(Registros del conjunto de datos de anotación de puntos)
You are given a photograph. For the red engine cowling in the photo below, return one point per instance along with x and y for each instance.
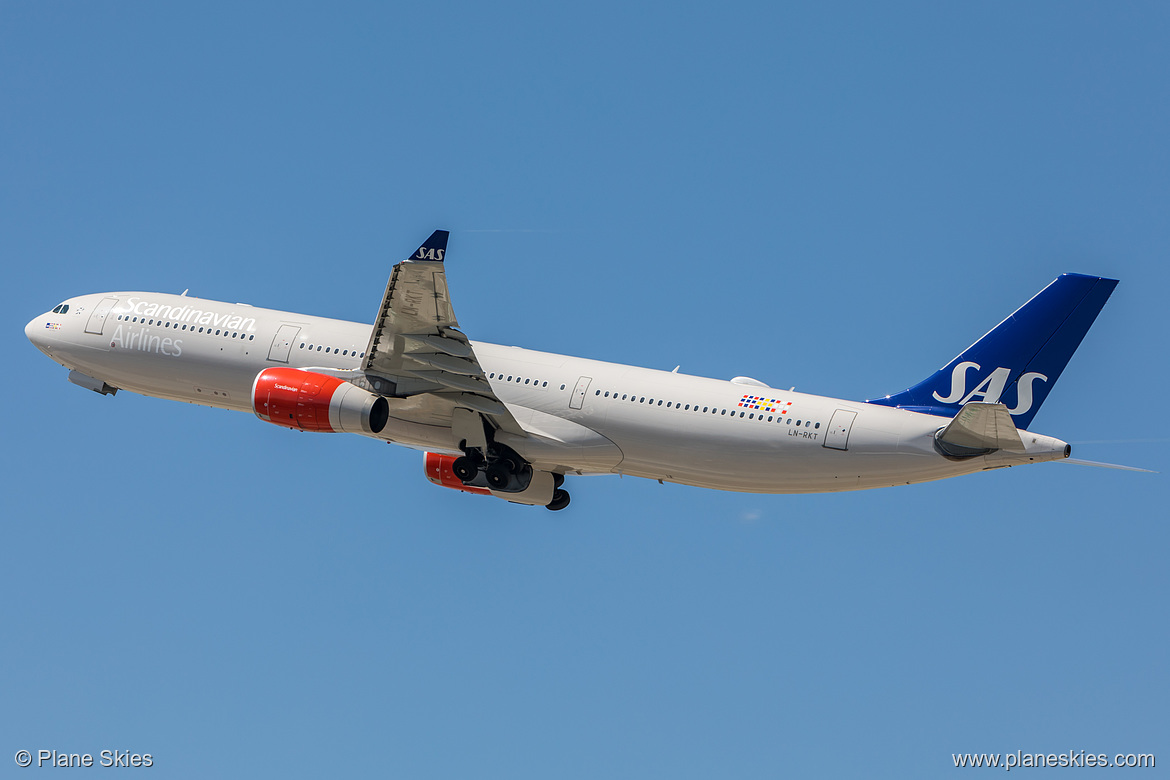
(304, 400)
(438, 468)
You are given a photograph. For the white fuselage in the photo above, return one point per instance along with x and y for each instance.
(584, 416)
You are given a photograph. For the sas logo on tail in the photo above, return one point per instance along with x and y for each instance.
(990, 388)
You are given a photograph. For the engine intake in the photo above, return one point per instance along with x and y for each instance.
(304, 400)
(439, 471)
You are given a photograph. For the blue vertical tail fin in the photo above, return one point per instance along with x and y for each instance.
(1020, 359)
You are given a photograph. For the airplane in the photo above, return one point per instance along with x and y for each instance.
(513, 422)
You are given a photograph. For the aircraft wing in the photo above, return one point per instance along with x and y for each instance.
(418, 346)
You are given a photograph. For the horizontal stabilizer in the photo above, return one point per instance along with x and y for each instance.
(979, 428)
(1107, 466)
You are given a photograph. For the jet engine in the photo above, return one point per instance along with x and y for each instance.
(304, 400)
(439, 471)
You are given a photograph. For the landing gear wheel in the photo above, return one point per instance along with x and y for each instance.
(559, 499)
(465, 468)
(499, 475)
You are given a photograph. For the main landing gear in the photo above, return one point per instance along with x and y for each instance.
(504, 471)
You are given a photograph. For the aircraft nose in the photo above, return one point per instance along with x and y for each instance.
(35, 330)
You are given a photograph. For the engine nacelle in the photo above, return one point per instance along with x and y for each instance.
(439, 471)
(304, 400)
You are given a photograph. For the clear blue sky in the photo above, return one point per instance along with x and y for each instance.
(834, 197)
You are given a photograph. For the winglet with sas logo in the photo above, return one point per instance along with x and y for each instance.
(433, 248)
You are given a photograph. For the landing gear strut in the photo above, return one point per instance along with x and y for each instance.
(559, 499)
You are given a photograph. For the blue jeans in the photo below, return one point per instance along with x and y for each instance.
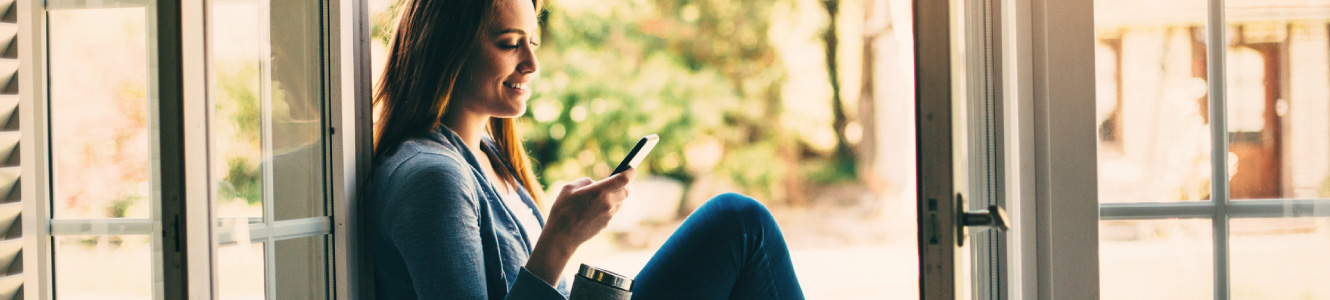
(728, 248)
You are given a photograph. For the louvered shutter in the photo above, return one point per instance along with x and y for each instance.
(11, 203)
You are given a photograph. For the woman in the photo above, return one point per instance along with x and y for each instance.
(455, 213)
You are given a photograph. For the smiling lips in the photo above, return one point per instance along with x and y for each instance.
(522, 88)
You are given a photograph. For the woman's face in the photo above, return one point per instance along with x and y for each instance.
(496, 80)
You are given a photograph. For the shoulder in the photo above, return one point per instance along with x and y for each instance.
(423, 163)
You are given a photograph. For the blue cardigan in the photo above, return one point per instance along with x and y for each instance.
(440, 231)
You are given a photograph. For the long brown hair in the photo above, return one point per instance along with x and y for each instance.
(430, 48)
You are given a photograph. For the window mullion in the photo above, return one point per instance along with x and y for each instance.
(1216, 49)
* * *
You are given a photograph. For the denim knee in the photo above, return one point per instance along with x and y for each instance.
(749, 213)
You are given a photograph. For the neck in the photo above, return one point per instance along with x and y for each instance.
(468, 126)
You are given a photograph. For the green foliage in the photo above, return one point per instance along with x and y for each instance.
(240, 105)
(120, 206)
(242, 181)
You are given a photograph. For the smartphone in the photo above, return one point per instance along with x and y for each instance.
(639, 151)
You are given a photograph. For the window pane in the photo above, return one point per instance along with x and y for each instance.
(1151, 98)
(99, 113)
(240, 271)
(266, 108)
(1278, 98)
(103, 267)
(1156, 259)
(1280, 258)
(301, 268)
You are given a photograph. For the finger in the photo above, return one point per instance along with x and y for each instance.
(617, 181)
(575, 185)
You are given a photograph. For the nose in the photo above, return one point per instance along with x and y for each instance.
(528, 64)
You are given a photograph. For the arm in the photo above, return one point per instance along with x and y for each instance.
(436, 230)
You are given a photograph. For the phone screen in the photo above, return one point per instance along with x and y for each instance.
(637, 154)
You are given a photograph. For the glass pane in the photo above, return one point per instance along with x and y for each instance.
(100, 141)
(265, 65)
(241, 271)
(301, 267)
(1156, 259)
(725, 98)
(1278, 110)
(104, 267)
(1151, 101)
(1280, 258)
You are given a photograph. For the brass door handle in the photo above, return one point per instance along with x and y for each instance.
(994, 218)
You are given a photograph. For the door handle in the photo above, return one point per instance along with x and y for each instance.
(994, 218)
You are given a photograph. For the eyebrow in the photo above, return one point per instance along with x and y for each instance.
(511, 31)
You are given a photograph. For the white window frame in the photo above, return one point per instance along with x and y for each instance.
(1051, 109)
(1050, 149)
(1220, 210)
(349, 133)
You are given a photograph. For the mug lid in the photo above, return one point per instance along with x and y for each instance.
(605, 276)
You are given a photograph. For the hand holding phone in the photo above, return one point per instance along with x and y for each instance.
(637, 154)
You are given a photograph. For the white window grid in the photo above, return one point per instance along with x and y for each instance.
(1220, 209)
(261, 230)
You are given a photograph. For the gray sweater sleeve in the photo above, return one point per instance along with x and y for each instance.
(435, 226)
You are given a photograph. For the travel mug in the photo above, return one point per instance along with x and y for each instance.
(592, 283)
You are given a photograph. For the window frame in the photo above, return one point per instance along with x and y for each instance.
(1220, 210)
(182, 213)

◆ **QUÉ HACER**
De las entradas, extrae cada línea en la que aparezca la palabra "tail".

◆ **SOLUCIÓN DEL EJERCICIO**
You are given a photograph. For the sas logo on tail in the photo above, return one point per instance along with x and y for each instance.
You are given a photograph. For the blue vertical tail fin in the photo above, return one point per instance along with x and y for each instance.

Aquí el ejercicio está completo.